# Prompt
Please answer these questions from the article on Eastern High School below:
1. When did Estyn visit the school?
2. Which two schools merged to form Eastern High School?
3. How much of the teaching at the school did the report find was "not good enough"?

Leaders of Eastern High School have committed to improvement after the publication of a highly critical report from the education watchdog Estyn.
Based on their visit to the school in December last year, the Estyn Report concludes that all aspects of the school were unsatisfactory — the lowest rating available.
The report published on Friday found that more than two-thirds of the teaching at the school was “not good enough” and its safeguarding arrangements gave “serious cause for concern.”
It is also critical of the planning of the school after it was formed from the merger of Rumney and Llanrumney High Schools.
The report states: “The initial planning for Eastern High School did not take enough account of the performance data and information available from Llanrumney High School and Rumney High School.
“As a result, the vision for the school is too general and not focused clearly enough on the very specific needs of the pupils or the community.
This has contributed to the school failing to create a positive ethos and a productive learning environment.”
The school also highlights concerns over bullying at the school, the report says: “The school is not an inclusive environment for all pupils to feel safe and learn. “Incidents of bullying and inappropriate behaviour are frequent and not dealt with consistently.”

# Information supplied
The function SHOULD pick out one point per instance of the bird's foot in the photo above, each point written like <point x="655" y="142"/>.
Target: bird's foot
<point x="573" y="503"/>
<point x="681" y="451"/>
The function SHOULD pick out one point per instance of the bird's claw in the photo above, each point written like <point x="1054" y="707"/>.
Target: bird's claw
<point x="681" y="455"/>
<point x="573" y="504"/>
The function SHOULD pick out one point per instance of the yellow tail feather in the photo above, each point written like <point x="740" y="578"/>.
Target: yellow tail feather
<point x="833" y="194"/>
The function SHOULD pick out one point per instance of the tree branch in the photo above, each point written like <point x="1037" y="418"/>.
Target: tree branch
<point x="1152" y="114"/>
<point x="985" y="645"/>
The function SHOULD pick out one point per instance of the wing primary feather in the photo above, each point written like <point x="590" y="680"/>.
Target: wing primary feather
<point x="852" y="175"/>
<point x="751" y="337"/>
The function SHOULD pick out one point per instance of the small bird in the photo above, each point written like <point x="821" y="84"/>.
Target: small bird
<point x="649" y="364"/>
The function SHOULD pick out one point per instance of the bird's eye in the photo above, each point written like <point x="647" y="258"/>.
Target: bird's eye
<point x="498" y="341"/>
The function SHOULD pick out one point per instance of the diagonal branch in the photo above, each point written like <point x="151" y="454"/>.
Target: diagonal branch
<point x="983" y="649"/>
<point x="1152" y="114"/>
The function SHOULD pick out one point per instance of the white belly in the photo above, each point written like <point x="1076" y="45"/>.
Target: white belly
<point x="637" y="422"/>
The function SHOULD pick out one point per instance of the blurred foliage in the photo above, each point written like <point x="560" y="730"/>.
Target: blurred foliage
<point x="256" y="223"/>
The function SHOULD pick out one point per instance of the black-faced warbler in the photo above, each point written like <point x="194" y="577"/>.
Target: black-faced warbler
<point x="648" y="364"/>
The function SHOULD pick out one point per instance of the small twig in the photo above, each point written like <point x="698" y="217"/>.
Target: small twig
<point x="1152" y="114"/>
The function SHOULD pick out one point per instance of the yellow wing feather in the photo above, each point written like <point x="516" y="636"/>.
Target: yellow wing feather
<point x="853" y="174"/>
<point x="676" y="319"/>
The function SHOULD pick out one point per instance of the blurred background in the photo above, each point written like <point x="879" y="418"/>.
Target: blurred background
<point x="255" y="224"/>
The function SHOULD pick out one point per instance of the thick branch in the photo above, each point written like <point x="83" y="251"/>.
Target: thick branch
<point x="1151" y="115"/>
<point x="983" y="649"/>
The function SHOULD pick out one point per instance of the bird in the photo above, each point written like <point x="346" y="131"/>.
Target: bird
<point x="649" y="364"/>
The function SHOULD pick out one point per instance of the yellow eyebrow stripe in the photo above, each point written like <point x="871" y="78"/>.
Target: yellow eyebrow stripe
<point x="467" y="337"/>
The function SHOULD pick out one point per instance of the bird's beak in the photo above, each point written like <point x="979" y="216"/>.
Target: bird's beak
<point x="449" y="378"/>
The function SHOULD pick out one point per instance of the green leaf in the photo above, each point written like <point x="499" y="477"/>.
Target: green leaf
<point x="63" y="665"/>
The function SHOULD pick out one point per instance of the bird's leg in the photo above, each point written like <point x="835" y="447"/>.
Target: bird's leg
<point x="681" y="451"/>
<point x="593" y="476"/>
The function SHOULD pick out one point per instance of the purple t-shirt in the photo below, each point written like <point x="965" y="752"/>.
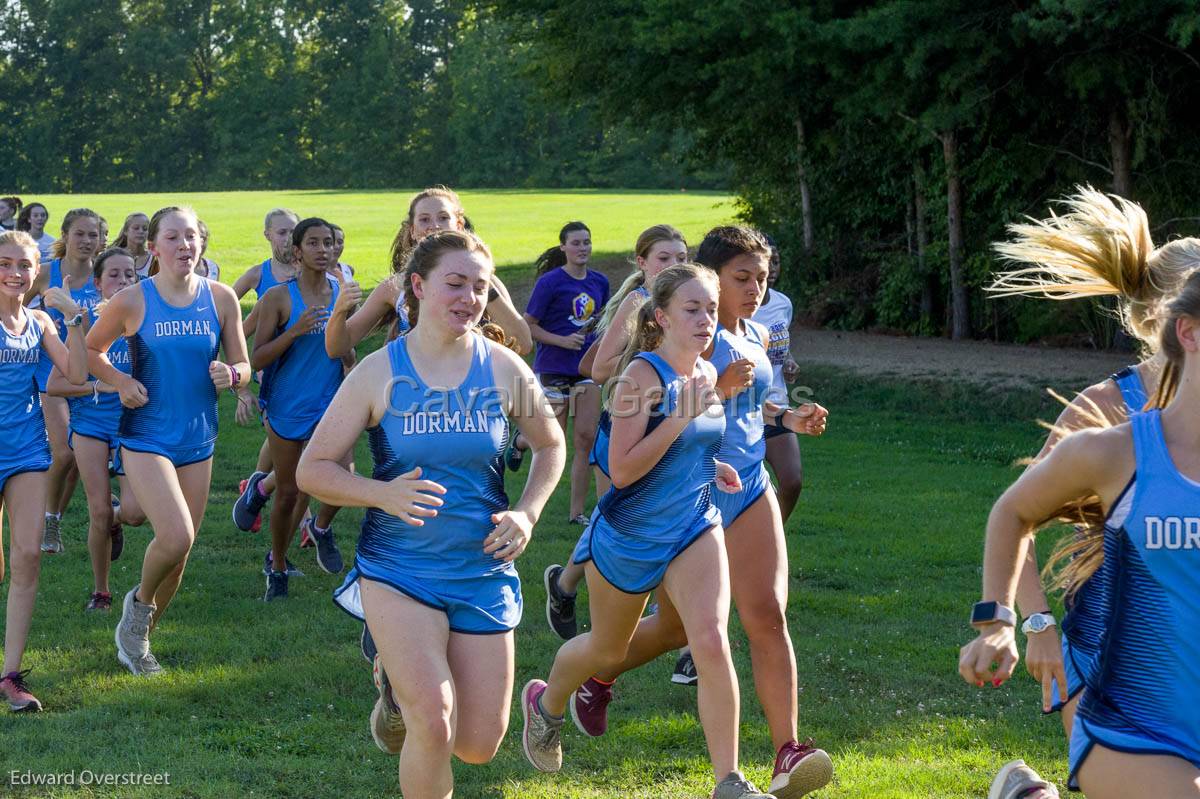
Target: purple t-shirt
<point x="562" y="305"/>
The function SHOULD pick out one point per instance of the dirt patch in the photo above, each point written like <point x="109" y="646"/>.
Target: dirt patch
<point x="977" y="361"/>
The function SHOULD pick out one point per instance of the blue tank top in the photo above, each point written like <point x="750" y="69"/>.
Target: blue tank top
<point x="1133" y="391"/>
<point x="171" y="354"/>
<point x="1146" y="686"/>
<point x="21" y="404"/>
<point x="676" y="494"/>
<point x="1090" y="606"/>
<point x="87" y="295"/>
<point x="457" y="437"/>
<point x="102" y="412"/>
<point x="299" y="384"/>
<point x="265" y="280"/>
<point x="744" y="445"/>
<point x="402" y="325"/>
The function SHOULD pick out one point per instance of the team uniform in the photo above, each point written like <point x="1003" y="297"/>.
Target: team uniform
<point x="87" y="296"/>
<point x="21" y="402"/>
<point x="744" y="446"/>
<point x="775" y="314"/>
<point x="1083" y="626"/>
<point x="300" y="383"/>
<point x="1141" y="696"/>
<point x="100" y="415"/>
<point x="169" y="355"/>
<point x="563" y="305"/>
<point x="457" y="439"/>
<point x="637" y="530"/>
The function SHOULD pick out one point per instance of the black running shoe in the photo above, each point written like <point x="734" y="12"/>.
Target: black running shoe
<point x="559" y="607"/>
<point x="685" y="670"/>
<point x="276" y="586"/>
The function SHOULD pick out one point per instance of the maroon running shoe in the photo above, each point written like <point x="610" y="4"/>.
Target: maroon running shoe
<point x="799" y="770"/>
<point x="589" y="707"/>
<point x="15" y="691"/>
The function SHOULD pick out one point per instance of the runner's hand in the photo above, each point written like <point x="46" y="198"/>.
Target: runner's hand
<point x="510" y="536"/>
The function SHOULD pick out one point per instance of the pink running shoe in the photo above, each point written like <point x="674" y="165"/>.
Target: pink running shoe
<point x="799" y="770"/>
<point x="589" y="707"/>
<point x="16" y="692"/>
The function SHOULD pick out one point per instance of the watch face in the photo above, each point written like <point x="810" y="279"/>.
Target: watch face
<point x="983" y="612"/>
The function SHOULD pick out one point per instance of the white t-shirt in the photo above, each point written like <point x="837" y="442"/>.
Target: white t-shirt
<point x="775" y="313"/>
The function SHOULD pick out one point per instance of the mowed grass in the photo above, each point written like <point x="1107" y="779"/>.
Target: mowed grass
<point x="517" y="224"/>
<point x="274" y="700"/>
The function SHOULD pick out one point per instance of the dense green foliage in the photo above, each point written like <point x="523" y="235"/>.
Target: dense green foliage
<point x="877" y="114"/>
<point x="101" y="95"/>
<point x="273" y="700"/>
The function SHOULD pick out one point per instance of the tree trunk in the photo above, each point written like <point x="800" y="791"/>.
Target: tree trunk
<point x="1121" y="151"/>
<point x="802" y="178"/>
<point x="960" y="304"/>
<point x="928" y="281"/>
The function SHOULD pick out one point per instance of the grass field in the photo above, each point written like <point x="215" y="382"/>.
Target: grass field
<point x="273" y="700"/>
<point x="517" y="224"/>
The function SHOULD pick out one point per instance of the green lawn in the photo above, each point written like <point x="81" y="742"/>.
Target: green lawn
<point x="516" y="223"/>
<point x="273" y="701"/>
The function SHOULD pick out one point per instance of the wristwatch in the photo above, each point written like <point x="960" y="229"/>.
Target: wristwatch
<point x="989" y="612"/>
<point x="1038" y="623"/>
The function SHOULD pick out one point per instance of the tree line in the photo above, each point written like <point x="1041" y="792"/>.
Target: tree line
<point x="105" y="95"/>
<point x="886" y="144"/>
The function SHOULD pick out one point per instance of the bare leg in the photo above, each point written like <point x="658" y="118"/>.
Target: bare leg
<point x="784" y="456"/>
<point x="25" y="498"/>
<point x="586" y="408"/>
<point x="174" y="503"/>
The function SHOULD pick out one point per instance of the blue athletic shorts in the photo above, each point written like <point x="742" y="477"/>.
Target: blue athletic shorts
<point x="633" y="565"/>
<point x="179" y="457"/>
<point x="473" y="605"/>
<point x="37" y="462"/>
<point x="754" y="484"/>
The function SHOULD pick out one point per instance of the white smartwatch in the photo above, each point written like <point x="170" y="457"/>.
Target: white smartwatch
<point x="1038" y="623"/>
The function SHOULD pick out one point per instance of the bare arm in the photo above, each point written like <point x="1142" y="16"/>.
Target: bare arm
<point x="504" y="313"/>
<point x="631" y="452"/>
<point x="360" y="403"/>
<point x="343" y="334"/>
<point x="615" y="340"/>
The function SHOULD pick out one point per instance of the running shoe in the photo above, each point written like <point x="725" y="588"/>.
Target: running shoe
<point x="276" y="586"/>
<point x="100" y="601"/>
<point x="559" y="605"/>
<point x="292" y="570"/>
<point x="513" y="456"/>
<point x="589" y="707"/>
<point x="329" y="557"/>
<point x="52" y="536"/>
<point x="250" y="504"/>
<point x="799" y="770"/>
<point x="366" y="643"/>
<point x="387" y="722"/>
<point x="132" y="636"/>
<point x="736" y="786"/>
<point x="1015" y="779"/>
<point x="540" y="736"/>
<point x="16" y="692"/>
<point x="685" y="670"/>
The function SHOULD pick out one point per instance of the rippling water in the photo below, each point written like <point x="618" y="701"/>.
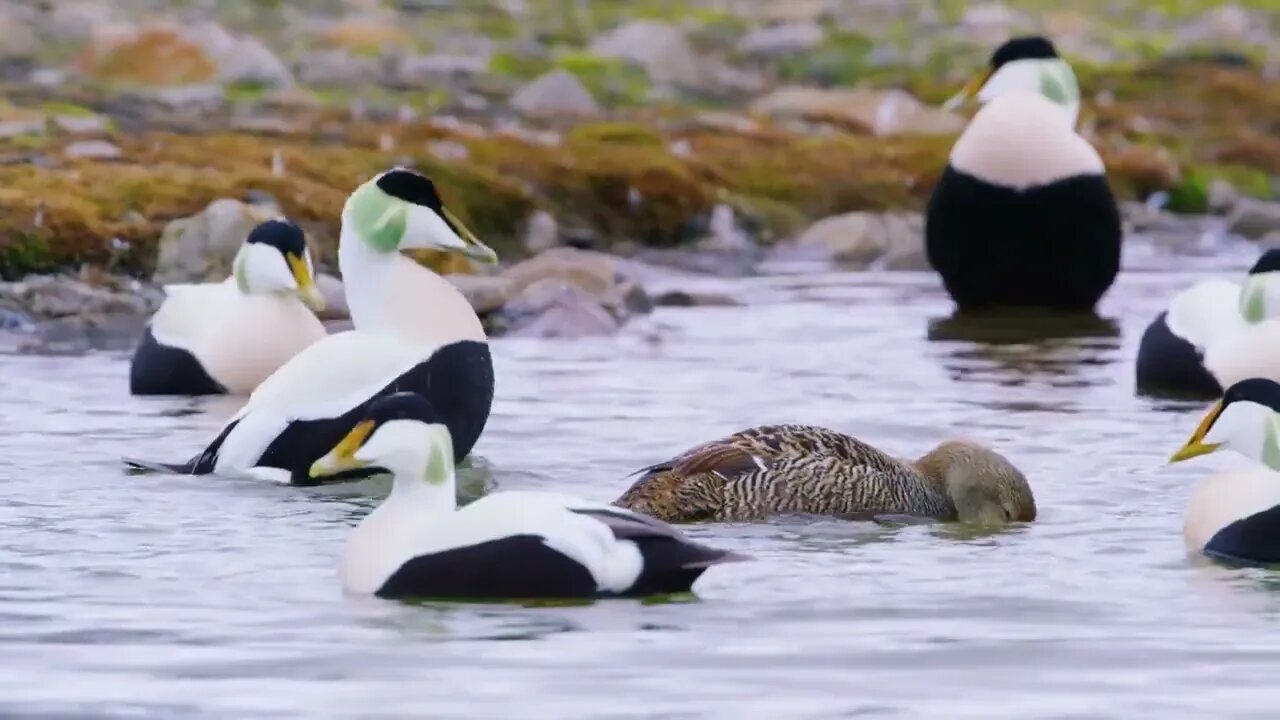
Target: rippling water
<point x="197" y="597"/>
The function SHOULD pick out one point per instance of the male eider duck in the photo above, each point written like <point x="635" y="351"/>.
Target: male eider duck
<point x="1235" y="515"/>
<point x="412" y="331"/>
<point x="1025" y="64"/>
<point x="784" y="469"/>
<point x="1023" y="215"/>
<point x="1214" y="335"/>
<point x="227" y="337"/>
<point x="504" y="546"/>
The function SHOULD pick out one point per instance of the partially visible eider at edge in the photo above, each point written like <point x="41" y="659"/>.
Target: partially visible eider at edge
<point x="803" y="469"/>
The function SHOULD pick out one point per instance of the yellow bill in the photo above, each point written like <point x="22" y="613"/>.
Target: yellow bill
<point x="307" y="290"/>
<point x="343" y="455"/>
<point x="1196" y="446"/>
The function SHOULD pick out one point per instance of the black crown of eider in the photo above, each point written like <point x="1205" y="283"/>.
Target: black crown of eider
<point x="1267" y="263"/>
<point x="402" y="406"/>
<point x="280" y="235"/>
<point x="410" y="186"/>
<point x="1255" y="390"/>
<point x="1032" y="48"/>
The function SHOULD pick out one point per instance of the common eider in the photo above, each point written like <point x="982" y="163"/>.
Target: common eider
<point x="801" y="469"/>
<point x="227" y="337"/>
<point x="504" y="546"/>
<point x="1214" y="335"/>
<point x="412" y="331"/>
<point x="1025" y="64"/>
<point x="1235" y="515"/>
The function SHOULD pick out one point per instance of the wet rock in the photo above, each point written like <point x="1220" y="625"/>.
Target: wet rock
<point x="553" y="308"/>
<point x="661" y="49"/>
<point x="201" y="247"/>
<point x="557" y="92"/>
<point x="484" y="292"/>
<point x="780" y="41"/>
<point x="859" y="240"/>
<point x="1253" y="219"/>
<point x="92" y="149"/>
<point x="882" y="112"/>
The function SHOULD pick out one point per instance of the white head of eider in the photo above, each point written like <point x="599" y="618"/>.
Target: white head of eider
<point x="1235" y="515"/>
<point x="412" y="331"/>
<point x="1025" y="64"/>
<point x="1215" y="333"/>
<point x="228" y="337"/>
<point x="503" y="546"/>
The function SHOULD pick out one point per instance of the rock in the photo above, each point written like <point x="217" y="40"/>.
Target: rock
<point x="661" y="49"/>
<point x="338" y="68"/>
<point x="334" y="297"/>
<point x="484" y="292"/>
<point x="557" y="92"/>
<point x="552" y="308"/>
<point x="94" y="150"/>
<point x="780" y="41"/>
<point x="542" y="232"/>
<point x="1253" y="219"/>
<point x="882" y="112"/>
<point x="201" y="247"/>
<point x="858" y="240"/>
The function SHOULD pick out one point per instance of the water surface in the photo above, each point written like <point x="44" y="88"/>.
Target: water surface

# Result for this task
1. In December last year.
2. Rumney High School and Llanrumney High School.
3. More than two-thirds.